— Start MATERIAL FOR THIS EXERCISE —

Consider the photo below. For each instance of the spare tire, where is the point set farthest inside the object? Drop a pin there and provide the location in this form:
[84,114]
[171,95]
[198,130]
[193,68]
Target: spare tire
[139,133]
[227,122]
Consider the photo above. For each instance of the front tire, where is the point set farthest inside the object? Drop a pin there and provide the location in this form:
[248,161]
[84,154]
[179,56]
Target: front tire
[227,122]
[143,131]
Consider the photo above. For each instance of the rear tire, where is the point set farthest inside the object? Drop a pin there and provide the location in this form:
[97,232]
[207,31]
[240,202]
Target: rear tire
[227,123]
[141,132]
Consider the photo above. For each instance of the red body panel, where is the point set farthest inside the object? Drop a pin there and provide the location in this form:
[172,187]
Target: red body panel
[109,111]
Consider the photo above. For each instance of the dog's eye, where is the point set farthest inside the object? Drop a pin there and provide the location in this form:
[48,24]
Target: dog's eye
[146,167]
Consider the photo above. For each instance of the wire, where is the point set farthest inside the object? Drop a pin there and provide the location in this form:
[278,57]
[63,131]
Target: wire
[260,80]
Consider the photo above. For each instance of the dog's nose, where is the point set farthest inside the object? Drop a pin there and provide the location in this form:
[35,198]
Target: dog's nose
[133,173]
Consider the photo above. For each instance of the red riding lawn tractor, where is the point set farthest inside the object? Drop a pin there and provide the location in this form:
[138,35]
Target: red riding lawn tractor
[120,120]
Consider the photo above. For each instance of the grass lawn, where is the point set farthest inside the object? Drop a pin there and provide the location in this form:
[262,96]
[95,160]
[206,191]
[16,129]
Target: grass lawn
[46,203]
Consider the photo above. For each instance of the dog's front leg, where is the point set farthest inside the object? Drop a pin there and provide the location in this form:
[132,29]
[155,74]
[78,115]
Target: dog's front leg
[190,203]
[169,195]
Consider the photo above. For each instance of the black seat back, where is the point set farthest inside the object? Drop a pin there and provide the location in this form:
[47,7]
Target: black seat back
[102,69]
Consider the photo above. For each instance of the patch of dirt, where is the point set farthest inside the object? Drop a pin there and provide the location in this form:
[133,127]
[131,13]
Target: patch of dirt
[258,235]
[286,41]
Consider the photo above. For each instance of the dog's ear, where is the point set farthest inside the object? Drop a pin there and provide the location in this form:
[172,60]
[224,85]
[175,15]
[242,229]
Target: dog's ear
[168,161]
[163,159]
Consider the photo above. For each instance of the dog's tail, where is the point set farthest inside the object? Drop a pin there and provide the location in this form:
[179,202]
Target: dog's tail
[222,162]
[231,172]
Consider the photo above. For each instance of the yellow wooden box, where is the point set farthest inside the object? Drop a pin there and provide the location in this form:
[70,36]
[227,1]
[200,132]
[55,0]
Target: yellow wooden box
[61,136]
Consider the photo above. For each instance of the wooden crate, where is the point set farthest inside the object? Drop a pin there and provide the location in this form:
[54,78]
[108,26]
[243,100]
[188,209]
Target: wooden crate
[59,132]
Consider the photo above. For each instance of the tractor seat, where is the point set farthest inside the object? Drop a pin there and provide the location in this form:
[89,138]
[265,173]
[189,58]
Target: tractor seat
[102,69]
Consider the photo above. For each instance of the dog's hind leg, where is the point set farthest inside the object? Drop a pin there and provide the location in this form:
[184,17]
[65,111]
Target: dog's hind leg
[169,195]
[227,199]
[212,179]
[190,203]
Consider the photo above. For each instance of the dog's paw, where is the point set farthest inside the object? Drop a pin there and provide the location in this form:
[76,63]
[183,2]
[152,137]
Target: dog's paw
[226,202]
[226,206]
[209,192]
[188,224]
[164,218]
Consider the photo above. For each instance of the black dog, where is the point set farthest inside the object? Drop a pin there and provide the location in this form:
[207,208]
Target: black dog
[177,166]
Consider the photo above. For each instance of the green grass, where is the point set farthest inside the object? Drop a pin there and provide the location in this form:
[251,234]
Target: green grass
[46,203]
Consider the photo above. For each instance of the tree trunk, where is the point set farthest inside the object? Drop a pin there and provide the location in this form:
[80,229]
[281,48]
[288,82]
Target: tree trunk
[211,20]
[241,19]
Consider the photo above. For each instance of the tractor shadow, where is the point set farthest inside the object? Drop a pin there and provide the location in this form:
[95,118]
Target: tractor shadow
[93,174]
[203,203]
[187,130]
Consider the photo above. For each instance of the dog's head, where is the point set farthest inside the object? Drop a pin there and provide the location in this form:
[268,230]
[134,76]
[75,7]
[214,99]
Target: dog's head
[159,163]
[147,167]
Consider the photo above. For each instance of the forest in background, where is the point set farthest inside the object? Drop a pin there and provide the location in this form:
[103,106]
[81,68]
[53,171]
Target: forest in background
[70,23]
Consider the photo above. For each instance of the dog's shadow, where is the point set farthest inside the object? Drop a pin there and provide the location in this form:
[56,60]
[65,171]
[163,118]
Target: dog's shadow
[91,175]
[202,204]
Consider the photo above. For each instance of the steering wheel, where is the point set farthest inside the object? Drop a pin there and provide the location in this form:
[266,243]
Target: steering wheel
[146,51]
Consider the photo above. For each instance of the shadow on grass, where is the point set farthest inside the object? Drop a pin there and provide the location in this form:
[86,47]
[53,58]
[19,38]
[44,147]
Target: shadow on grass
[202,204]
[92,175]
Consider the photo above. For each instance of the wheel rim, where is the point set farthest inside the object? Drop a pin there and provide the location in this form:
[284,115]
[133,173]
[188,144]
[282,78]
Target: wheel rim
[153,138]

— End MATERIAL FOR THIS EXERCISE —

▶ [EXERCISE BRIEF]: Restate the data above word for word.

▶ [RESPONSE]:
Consider the photo below. For each instance of the spare tire, where is the point set farthest inside the object? Drop a pin there and provide the location in this form:
[84,114]
[171,95]
[198,130]
[193,68]
Target: spare tire
[139,133]
[227,122]
Consider the photo above. For each instance of the front tire, where is the point set farthest inside the object? Drop a pin there and provide the location in this form:
[248,161]
[84,154]
[179,56]
Target: front tire
[227,122]
[143,131]
Consider the photo above. For each instance of the rear tire, where is the point set farthest inside the object? Drop a pin there and provide the location in this form:
[97,232]
[207,31]
[240,202]
Target: rear tire
[227,123]
[141,132]
Consider the photo above. For each instance of the red body panel, where is the point set farthest inside the object? Drop a pin there and provide the location in this form:
[172,187]
Target: red body panel
[109,111]
Consider the photo above. For each instance of the dog's eye, where is the point set farthest inside the object? Drop a pin there and provide the location in this form:
[48,24]
Target: dog's eye
[146,167]
Consider the photo above. For each instance of the wire, where is the point set farthest inside the object? Drop a pin there and provide the location in this form:
[278,57]
[63,131]
Target: wire
[260,80]
Consider the photo above. For each instance of the dog's nose, where is the point set farthest inside the object? Drop a pin there and provide the location in this form:
[35,198]
Target: dog's nose
[133,173]
Consider the photo above. For each instance of the red riding lawn tractor, where is the point set farthest inside the object? Drop a pin there and provide the location in this form:
[138,35]
Target: red riding lawn tractor
[120,120]
Consider the photo above. For each instance of the grass lawn, where is the point set farthest inside the object? Drop a pin there and provide the location in this form:
[262,96]
[95,160]
[206,191]
[16,129]
Target: grass lawn
[46,203]
Consider the photo above. For each instance of the dog's front leg, where is the point set farthest inside the object? Drop a pin there and provide the location in this form:
[132,29]
[155,74]
[78,115]
Target: dog's front leg
[190,203]
[169,195]
Consider the photo above. For each instance of the black seat back, where is the point set farthest inside the object? Drop a pin there and provide the location in this form:
[47,7]
Target: black seat back
[102,69]
Consider the photo above. For each instance of the patch of dirt, where is the point set farthest inside the object? Drop a pin there and provide the location in this form:
[133,127]
[131,13]
Target: patch of dirt
[258,235]
[286,41]
Consider the photo above. For each instance of the dog's ear, where is the point set farthest inside the object? Drop a pin there and provide the location in this form:
[172,60]
[224,85]
[175,15]
[242,229]
Target: dog's ear
[168,161]
[163,159]
Consider the photo above. For each instance of the dog's tail, where is the point set farthest inside the object? Drop a pin there and provide the location in this form:
[179,202]
Target: dog's tail
[222,162]
[231,172]
Consider the photo above. For each instance of the yellow wooden box, where is the point set farthest inside the object? Drop a pin there and provide the location in this form:
[70,36]
[227,1]
[200,132]
[55,0]
Target: yellow wooden box
[61,136]
Consider the photo above. For each instance of the wooden crate, where is the point set farthest inside the object? Drop a pin there and provide the location in this form:
[54,78]
[108,26]
[243,100]
[188,209]
Target: wooden crate
[59,132]
Consider the photo above. For each instance of the tractor seat, where is the point set farthest inside the object? Drop a pin there and provide the location in this form:
[89,138]
[265,173]
[189,58]
Target: tractor seat
[102,69]
Consider the photo above. For each instance of the dog's hind leg, where is the point set farthest inside the object? Drop a pin there and provide the location in this form:
[184,17]
[65,111]
Target: dog's hind leg
[169,195]
[227,199]
[212,179]
[190,203]
Consider the photo above. For each instance of the dog's paw, where is the point set farthest inside the object? Drop a pin there and provide the location in this form:
[76,63]
[183,2]
[152,137]
Target: dog's paw
[226,202]
[226,206]
[209,192]
[188,224]
[164,218]
Consider the photo above. For each instance of the black dog, where is the point set farthest inside the object? Drop a pin there and provide the location in this form:
[207,208]
Target: black dog
[177,166]
Consider the photo above. For each instance of the green grass, where is the point set farthest inside the object? Drop a pin there and provide the location in this form:
[251,234]
Target: green grass
[46,203]
Consider the photo above. For each instance of the tree trunk, where is the point set farthest inside the object? Drop a pin there and provide the location in this form:
[80,229]
[281,48]
[288,82]
Target: tree trunk
[211,20]
[241,19]
Consider the photo above. For each instance of the tractor shadow, where is the point set farthest inside the object? Drop a pin there and provide the location in this form:
[95,118]
Target: tractor shadow
[93,174]
[203,203]
[187,130]
Consider the photo above. For each instance of the dog's head, where is the point set farthest inside the object? Drop a pin there and provide the location in this form:
[268,230]
[134,76]
[75,7]
[214,99]
Target: dog's head
[159,163]
[147,167]
Consider the photo above. For each instance of the forest in background, where is the point set farthest inside the object? Drop a pin there and provide the location in this form:
[103,106]
[81,68]
[53,171]
Target: forest in background
[70,23]
Consider the photo above. For each instance of the dog's shadow, where is the point set farthest inside the object? Drop a pin there and provide the location in this form:
[56,60]
[65,171]
[163,118]
Target: dog's shadow
[91,175]
[202,204]
Consider the photo above. For each instance of the steering wheel, where is the point set farthest inside the object? Drop a pin there and provide the location in this form:
[266,243]
Target: steering wheel
[146,51]
Consider the photo above. For each instance of the shadow on grass, where is the point set farthest inside the object? Drop a pin there and provide the location in this form:
[86,47]
[53,58]
[19,38]
[44,147]
Target: shadow on grass
[202,204]
[92,175]
Consider the photo above. For each instance of the wheel rim, where is the point set farthest inside the object? Drop a pin there and provide the location in this form:
[284,115]
[133,173]
[188,144]
[282,78]
Target: wheel rim
[153,138]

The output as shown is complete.